-- SET EXERCISE --
Rewrite the material below as a numbered list, from the line containing "Objective — for the brick facade" through the end of the material, skipping blank lines. Leave the pictures out.
▬▬▬▬▬▬▬▬▬▬
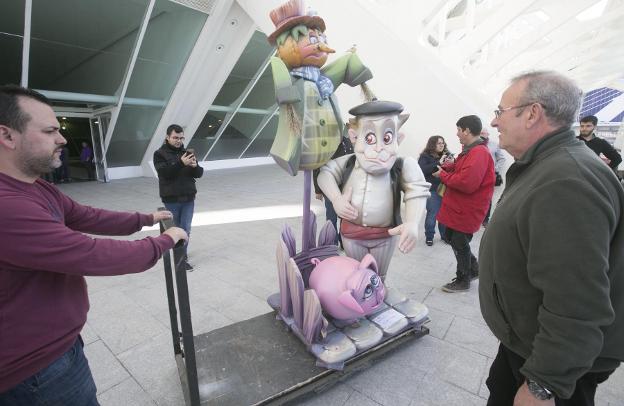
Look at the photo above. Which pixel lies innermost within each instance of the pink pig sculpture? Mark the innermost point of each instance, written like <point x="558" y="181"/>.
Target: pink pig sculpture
<point x="346" y="288"/>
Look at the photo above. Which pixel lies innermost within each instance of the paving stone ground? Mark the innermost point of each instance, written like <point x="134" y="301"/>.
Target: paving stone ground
<point x="239" y="215"/>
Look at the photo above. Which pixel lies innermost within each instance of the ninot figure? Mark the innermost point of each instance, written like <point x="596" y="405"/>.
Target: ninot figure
<point x="310" y="124"/>
<point x="365" y="187"/>
<point x="347" y="289"/>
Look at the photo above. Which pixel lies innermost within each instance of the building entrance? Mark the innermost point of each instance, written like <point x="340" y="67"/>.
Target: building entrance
<point x="83" y="158"/>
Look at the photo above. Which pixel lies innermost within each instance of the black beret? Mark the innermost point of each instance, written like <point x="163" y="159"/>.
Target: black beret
<point x="376" y="107"/>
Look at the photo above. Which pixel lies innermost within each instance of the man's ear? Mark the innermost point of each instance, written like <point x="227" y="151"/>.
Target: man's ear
<point x="7" y="137"/>
<point x="536" y="113"/>
<point x="352" y="135"/>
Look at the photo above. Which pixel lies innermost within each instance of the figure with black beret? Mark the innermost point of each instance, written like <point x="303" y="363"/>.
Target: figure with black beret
<point x="366" y="187"/>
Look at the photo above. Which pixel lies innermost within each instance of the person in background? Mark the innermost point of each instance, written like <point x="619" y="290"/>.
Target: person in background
<point x="86" y="158"/>
<point x="499" y="164"/>
<point x="45" y="256"/>
<point x="177" y="170"/>
<point x="435" y="153"/>
<point x="600" y="146"/>
<point x="469" y="182"/>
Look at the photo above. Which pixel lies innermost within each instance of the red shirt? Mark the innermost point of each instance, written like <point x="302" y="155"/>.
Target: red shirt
<point x="44" y="255"/>
<point x="469" y="188"/>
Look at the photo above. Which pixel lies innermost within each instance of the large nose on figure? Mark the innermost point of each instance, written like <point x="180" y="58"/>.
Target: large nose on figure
<point x="323" y="47"/>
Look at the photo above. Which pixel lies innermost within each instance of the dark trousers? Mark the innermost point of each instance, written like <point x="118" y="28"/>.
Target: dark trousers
<point x="505" y="379"/>
<point x="487" y="216"/>
<point x="460" y="243"/>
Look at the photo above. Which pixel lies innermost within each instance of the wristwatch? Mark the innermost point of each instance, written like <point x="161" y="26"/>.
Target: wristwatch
<point x="538" y="390"/>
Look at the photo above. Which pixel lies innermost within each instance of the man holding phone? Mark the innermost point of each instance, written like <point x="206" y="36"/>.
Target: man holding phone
<point x="177" y="170"/>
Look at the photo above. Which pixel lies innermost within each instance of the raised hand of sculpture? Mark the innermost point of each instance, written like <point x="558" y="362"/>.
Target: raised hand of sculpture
<point x="347" y="289"/>
<point x="369" y="193"/>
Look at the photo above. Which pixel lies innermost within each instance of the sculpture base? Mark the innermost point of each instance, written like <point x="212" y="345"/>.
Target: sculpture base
<point x="258" y="362"/>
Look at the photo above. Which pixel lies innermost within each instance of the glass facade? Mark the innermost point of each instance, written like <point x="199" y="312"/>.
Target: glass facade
<point x="81" y="56"/>
<point x="88" y="54"/>
<point x="11" y="39"/>
<point x="237" y="119"/>
<point x="169" y="39"/>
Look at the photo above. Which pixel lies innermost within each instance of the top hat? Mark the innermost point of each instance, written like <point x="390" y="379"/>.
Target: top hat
<point x="376" y="107"/>
<point x="290" y="14"/>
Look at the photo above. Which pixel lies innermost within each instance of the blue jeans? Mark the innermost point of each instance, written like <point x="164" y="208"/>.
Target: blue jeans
<point x="433" y="206"/>
<point x="467" y="264"/>
<point x="182" y="216"/>
<point x="65" y="382"/>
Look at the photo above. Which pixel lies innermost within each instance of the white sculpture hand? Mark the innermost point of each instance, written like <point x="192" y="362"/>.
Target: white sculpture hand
<point x="409" y="236"/>
<point x="343" y="206"/>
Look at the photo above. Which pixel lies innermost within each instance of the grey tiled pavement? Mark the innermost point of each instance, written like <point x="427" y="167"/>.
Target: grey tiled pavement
<point x="127" y="335"/>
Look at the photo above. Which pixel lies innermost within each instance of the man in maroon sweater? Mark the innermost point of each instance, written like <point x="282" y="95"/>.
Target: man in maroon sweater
<point x="469" y="187"/>
<point x="45" y="256"/>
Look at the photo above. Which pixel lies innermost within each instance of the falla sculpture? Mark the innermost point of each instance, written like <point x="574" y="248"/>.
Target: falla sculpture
<point x="336" y="305"/>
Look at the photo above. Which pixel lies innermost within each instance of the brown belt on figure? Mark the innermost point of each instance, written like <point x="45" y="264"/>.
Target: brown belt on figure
<point x="358" y="232"/>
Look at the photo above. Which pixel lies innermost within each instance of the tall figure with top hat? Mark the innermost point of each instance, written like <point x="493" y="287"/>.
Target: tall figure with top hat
<point x="310" y="125"/>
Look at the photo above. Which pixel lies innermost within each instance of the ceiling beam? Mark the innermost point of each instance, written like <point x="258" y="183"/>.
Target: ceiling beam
<point x="564" y="14"/>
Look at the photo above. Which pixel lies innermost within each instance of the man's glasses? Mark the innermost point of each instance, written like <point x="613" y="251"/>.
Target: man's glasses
<point x="498" y="112"/>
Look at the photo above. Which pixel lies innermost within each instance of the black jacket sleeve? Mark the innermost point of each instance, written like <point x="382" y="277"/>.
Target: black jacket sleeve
<point x="167" y="168"/>
<point x="611" y="154"/>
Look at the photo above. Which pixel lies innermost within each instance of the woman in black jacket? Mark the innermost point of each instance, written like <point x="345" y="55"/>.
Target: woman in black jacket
<point x="434" y="154"/>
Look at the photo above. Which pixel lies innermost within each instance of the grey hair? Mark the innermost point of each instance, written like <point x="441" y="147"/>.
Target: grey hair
<point x="559" y="96"/>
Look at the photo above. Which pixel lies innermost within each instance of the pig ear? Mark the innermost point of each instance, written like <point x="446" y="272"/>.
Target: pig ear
<point x="402" y="119"/>
<point x="347" y="300"/>
<point x="368" y="262"/>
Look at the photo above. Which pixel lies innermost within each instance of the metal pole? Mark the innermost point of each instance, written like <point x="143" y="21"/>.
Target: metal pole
<point x="26" y="42"/>
<point x="173" y="311"/>
<point x="186" y="325"/>
<point x="307" y="181"/>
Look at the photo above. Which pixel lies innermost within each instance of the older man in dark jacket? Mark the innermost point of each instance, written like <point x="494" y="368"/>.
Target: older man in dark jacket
<point x="177" y="170"/>
<point x="552" y="264"/>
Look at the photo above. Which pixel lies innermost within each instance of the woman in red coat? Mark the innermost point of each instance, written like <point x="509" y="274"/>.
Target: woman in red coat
<point x="469" y="187"/>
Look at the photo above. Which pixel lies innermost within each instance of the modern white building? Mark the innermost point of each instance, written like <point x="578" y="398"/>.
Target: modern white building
<point x="132" y="67"/>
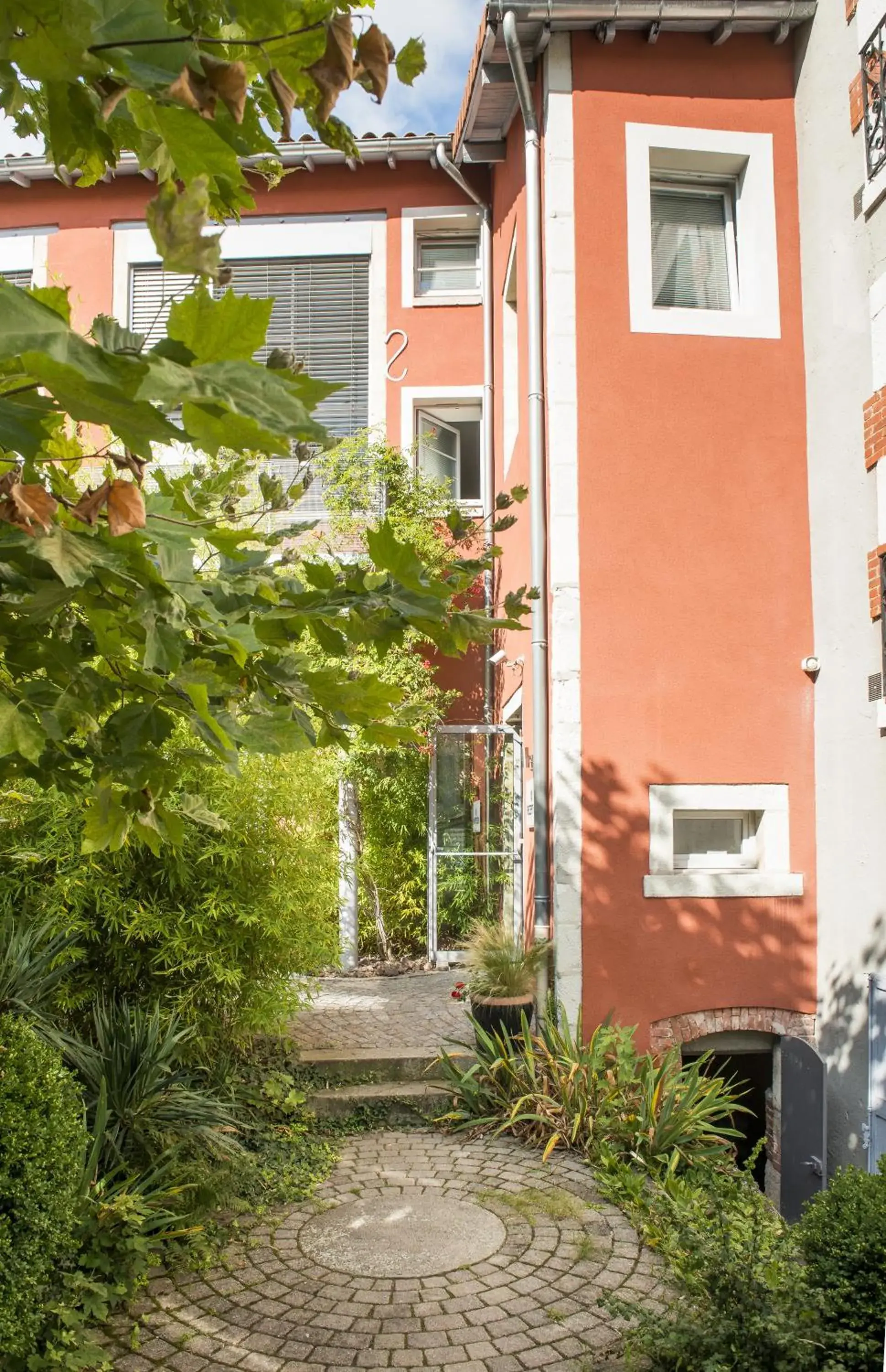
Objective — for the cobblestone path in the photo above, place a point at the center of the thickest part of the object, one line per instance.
(530, 1304)
(413, 1014)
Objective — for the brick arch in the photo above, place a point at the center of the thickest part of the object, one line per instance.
(677, 1029)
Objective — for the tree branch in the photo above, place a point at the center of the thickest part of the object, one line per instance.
(220, 43)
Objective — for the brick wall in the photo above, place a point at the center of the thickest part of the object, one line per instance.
(875, 429)
(856, 103)
(874, 579)
(677, 1029)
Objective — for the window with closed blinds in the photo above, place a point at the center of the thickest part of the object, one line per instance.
(448, 265)
(320, 315)
(692, 249)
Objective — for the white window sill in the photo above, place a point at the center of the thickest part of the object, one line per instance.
(446, 300)
(716, 885)
(653, 319)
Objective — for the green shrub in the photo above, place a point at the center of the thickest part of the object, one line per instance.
(42, 1152)
(601, 1098)
(738, 1298)
(843, 1239)
(142, 1094)
(219, 928)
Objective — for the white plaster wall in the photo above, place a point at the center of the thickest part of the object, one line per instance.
(843, 257)
(563, 457)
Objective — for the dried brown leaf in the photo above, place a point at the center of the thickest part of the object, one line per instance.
(375, 54)
(91, 504)
(335, 70)
(33, 505)
(112, 95)
(125, 508)
(192, 90)
(230, 81)
(284, 95)
(129, 463)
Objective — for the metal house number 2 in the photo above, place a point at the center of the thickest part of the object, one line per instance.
(398, 354)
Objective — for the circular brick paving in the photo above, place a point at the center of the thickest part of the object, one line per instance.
(530, 1304)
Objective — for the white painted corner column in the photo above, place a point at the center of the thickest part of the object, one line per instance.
(349, 892)
(563, 464)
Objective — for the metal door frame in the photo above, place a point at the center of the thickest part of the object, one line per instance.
(472, 730)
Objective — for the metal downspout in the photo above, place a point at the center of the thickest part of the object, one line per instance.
(489, 430)
(538, 492)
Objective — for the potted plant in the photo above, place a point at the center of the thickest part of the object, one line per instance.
(501, 979)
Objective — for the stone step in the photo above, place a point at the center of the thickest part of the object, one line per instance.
(401, 1101)
(380, 1064)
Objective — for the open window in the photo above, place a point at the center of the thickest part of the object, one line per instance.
(703, 246)
(449, 449)
(442, 260)
(448, 264)
(715, 841)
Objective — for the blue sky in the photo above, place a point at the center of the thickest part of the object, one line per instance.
(449, 29)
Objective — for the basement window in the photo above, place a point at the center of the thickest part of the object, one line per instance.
(715, 840)
(449, 449)
(719, 841)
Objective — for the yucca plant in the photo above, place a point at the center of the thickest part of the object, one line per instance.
(153, 1098)
(598, 1097)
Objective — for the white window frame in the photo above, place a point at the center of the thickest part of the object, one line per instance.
(770, 877)
(679, 154)
(442, 236)
(352, 235)
(747, 859)
(27, 250)
(422, 400)
(435, 221)
(715, 190)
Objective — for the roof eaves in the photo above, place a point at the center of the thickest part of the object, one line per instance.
(490, 103)
(304, 153)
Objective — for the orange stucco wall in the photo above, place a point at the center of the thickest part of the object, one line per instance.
(694, 564)
(445, 342)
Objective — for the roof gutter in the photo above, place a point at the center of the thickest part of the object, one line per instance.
(489, 430)
(308, 155)
(567, 14)
(538, 490)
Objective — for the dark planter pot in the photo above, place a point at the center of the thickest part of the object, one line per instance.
(500, 1013)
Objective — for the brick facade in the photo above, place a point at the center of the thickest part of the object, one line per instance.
(856, 103)
(678, 1029)
(875, 429)
(875, 593)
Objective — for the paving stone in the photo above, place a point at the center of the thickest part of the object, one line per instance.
(273, 1308)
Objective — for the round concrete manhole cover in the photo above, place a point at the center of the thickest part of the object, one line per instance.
(402, 1237)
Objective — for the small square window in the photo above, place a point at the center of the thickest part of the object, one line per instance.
(448, 264)
(449, 449)
(715, 840)
(693, 246)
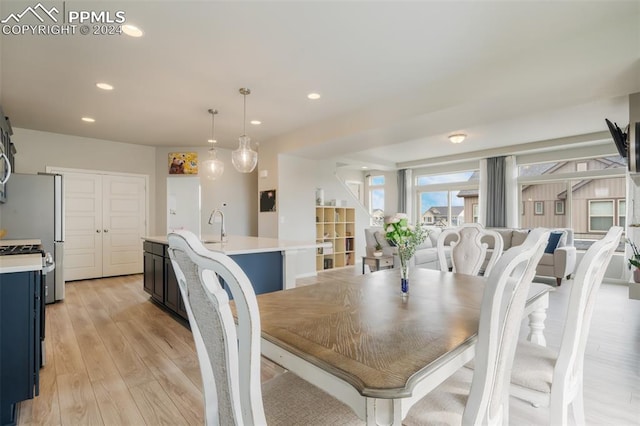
▬▬▬▬▬▬▬▬▬▬
-- SOLVED EXERCISE --
1. Objective — for the brick facade in the photo above, place a point at the center of the thickest part of the object, one line per instance.
2. (856, 103)
3. (678, 1029)
4. (875, 429)
5. (875, 593)
6. Objective — for the paving stone in the photo above, place a point at the center of the thickest part of the object, one line per instance.
7. (273, 1308)
8. Objective — for the round concrete manhole cover in the photo above, place a point at the center of the thickest part of the object, one line per instance.
9. (402, 1237)
10. Objective — for the small square window in the photo above, place a point at the center of the thickest part of the object, one line per instance.
11. (448, 264)
12. (449, 449)
13. (715, 840)
14. (693, 246)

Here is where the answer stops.